[[ Passage provided, beginning ]]

FK: I think they don’t yet have enough information to make that decision. Dmitry Medvedev, the Russian president, has said the CSTO’s actions will have to be harsh but remain within the framework of the law, using the measures that CSTO member states have at their disposal. This makes me optimistic. I think peacekeepers can be brought in under certain conditions. It would be one of the main conditions for peace. I do not view the CSTO’s answer as a refusal to bring in peacekeeping forces.

RT: What are the differences between what is happening now and what was happening five years ago during the Tulip Revolution in 2005?

FK: The motives were probably the same. People objected to a single family clan governing the country. A lot of people spoke against it openly. I had to make a statement about it when the president’s son was appointed head of the Central Agency. I officially called that a risky step. The president endangered a lot of things by putting his son in power. At the same time, if his son had been unable to fulfill the duties of Central Agency director that would lead to the collapse of the whole Bakiyev clan. This was my official position. A lot of people expressed their opinions about it back then, but the general message was always the same: if the family government continues to grow it will lead the country to a downfall. That was what happened.

It was one of the reasons, one of the main causes of aggravation. There had to be a background for it of course. If the country had been flourishing the people may have put up with it. But since the people were poor and this family had the huge influence it had. It became a very negative factor.

RT: Some say that the violence we are seeing now is a struggle for power and money without any ideology at stake. What is your opinion on that?

FK: The government has an ideology. They want a new constitution that would restrict a single person from having as much power as the current constitution allows. This is the essence of the interim government’s agenda. They are also trying to find the cash flows that went to the Bakiyev family and shut those cash flows down, making the money that they did not earn go to the state treasury. I think the people will in time judge whether they have been successful. We have already seen discrediting information about members of the interim government sharing the money they had exempted from these sources among themselves. Time will bring clarity.

RT: In your opinion what should be done to stabilize the situation in the south of Kyrgyzstan?

[[ Passage provided, end ]]

→ Work request 1
List every question that RT puts to FK in the Kyrgyzstan interview.
→ Work request 2
Write out a passage of the Kyrgyzstan interview word for word. Begin at the words "It was one of" and stop after "opinion on that?".
→ Work request 3
Extend the Kyrgyzstan interview from the point where it stops.

[[ Dataset, beginning ]]

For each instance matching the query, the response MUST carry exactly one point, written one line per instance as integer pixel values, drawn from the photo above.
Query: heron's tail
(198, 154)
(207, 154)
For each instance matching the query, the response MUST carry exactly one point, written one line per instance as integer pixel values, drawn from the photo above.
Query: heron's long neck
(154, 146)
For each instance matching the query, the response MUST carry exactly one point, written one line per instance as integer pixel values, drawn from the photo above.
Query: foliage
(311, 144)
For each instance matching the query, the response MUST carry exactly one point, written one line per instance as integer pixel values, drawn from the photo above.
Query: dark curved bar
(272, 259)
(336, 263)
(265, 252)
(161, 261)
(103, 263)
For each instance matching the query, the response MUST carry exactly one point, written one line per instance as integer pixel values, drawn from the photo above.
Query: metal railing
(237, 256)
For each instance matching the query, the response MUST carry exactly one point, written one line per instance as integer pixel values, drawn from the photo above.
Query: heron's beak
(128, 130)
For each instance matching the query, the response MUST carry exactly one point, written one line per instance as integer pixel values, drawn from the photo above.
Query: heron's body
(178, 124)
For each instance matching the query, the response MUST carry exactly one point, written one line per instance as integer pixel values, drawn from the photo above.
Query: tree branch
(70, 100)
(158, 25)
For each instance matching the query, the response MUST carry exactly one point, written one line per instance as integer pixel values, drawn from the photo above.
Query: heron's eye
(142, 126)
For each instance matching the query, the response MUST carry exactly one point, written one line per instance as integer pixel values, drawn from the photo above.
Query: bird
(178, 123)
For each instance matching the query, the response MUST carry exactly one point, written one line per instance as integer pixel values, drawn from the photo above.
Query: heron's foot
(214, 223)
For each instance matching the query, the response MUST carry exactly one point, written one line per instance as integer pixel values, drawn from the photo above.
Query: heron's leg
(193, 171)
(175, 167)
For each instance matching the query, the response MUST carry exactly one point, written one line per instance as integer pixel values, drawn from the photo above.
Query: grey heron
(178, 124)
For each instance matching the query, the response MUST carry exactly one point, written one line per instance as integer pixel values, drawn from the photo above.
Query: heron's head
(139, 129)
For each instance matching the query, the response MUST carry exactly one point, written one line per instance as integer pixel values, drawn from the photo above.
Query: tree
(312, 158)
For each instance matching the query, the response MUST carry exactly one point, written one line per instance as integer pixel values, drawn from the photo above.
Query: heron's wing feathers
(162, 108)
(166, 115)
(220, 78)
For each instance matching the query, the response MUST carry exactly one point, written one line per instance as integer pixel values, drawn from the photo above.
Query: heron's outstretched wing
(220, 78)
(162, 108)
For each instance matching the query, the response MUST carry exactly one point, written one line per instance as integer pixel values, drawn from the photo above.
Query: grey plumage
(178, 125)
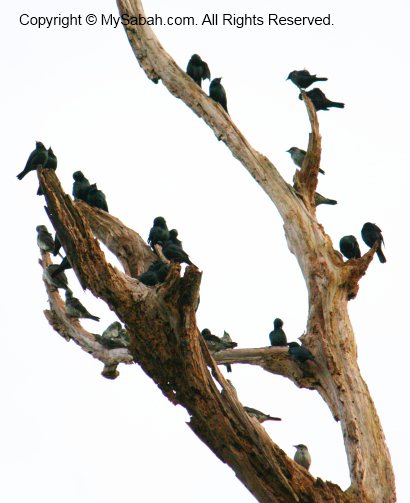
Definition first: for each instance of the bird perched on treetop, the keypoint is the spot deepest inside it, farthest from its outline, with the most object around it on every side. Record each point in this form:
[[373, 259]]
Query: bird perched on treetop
[[81, 186], [96, 198], [37, 158], [298, 155], [75, 309], [299, 353], [319, 100], [278, 337], [198, 70], [218, 94], [260, 416], [50, 164], [45, 240], [349, 247], [302, 456], [372, 234], [303, 79]]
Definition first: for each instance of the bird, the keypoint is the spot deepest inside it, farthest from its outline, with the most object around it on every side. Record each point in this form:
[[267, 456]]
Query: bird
[[302, 456], [37, 158], [349, 247], [260, 416], [96, 198], [198, 70], [298, 155], [65, 264], [319, 199], [372, 234], [45, 240], [75, 309], [50, 164], [81, 186], [319, 100], [159, 233], [278, 337], [303, 79], [299, 353], [218, 94]]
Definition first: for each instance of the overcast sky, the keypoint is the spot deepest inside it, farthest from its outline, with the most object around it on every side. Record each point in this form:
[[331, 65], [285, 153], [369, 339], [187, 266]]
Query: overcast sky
[[67, 434]]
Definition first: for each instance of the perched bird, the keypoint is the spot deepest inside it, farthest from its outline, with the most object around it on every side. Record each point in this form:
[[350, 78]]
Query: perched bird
[[65, 264], [159, 233], [198, 70], [297, 155], [75, 309], [50, 164], [278, 337], [96, 198], [218, 94], [37, 158], [299, 353], [302, 456], [319, 199], [349, 247], [319, 100], [81, 186], [303, 79], [45, 240], [260, 416]]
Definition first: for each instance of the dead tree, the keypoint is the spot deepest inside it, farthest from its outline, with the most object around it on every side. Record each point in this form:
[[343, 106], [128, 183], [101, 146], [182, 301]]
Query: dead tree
[[161, 322]]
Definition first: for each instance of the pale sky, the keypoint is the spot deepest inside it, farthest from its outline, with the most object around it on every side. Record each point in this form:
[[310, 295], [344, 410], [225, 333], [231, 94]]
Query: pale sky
[[67, 434]]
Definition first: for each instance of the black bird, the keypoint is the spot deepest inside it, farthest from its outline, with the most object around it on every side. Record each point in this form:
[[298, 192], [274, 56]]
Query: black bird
[[260, 416], [159, 233], [299, 353], [37, 158], [218, 94], [45, 240], [65, 264], [198, 70], [372, 234], [278, 337], [349, 247], [298, 155], [302, 456], [75, 309], [96, 198], [319, 100], [81, 186], [303, 79], [50, 164]]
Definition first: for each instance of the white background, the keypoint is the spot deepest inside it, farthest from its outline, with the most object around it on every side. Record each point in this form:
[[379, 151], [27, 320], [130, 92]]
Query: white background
[[67, 434]]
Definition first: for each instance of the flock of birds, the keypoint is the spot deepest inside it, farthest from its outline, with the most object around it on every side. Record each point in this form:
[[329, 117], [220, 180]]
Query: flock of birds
[[165, 242]]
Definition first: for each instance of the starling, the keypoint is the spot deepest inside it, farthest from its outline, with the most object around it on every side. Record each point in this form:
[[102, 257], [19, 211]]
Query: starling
[[96, 198], [260, 416], [45, 240], [349, 247], [65, 264], [50, 164], [37, 158], [75, 309], [303, 79], [159, 233], [297, 155], [319, 100], [302, 456], [299, 353], [198, 70], [81, 186], [372, 234], [319, 199], [277, 336], [218, 94]]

[[ Dataset, end ]]

→ Task result 1
- What are the differences between what is happening now and what was happening five years ago during the Tulip Revolution in 2005?
- Some say that the violence we are seeing now is a struggle for power and money without any ideology at stake. What is your opinion on that?
- In your opinion what should be done to stabilize the situation in the south of Kyrgyzstan?

→ Task result 2
It was one of the reasons, one of the main causes of aggravation. There had to be a background for it of course. If the country had been flourishing the people may have put up with it. But since the people were poor and this family had the huge influence it had. It became a very negative factor.

RT: Some say that the violence we are seeing now is a struggle for power and money without any ideology at stake. What is your opinion on that?

→ Task result 3
FK: There is talk about a coming peace. Governors in some regions have been reporting that their regions are stabilizing, that the nights are calm. This gives some interim government officials a reason to speak out against bringing in more peacekeeping forces and say that they can handle the situation. We have been hearing this since April 11th. Can we really be sure that a period of calm is coming? The chaos that we had on our hands had to settle down eventually, because people can’t live without water, electricity, medicine or bread. People have to work. So naturally it had to calm down as time passed. But what kind of peace would we have with armed people walking the streets, refugees at the borders, with homes destroyed? We would need builders to build new houses. Who would then protect these builders’ interests? Humanitarian aid is not reaching certain ethnic groups. Can we call this stability? Sure there are no firefights in the street. Large groups of people aren’t getting gunned down. But it’s not stability. It is a condition of formlessness that could degrade into a threat at any minute. This is why we need peacekeeping forces to be brought in as soon as possible. If this doesn’t happen, then the authority has to work to handle this on its own. I have said this many times and even drafted a decree that would allow people to use weapons against marauders and anyone who threatens people. It has even come to pass that soldiers have been giving their weapons to third parties, although by drill regulations they have to protect their weapons and use them when attacked. There is a clear definition for what is happening: a mess, anarchy. We have to enforce the law, first and foremost. The law demands that bandits who attack citizens be punished. It is that simple.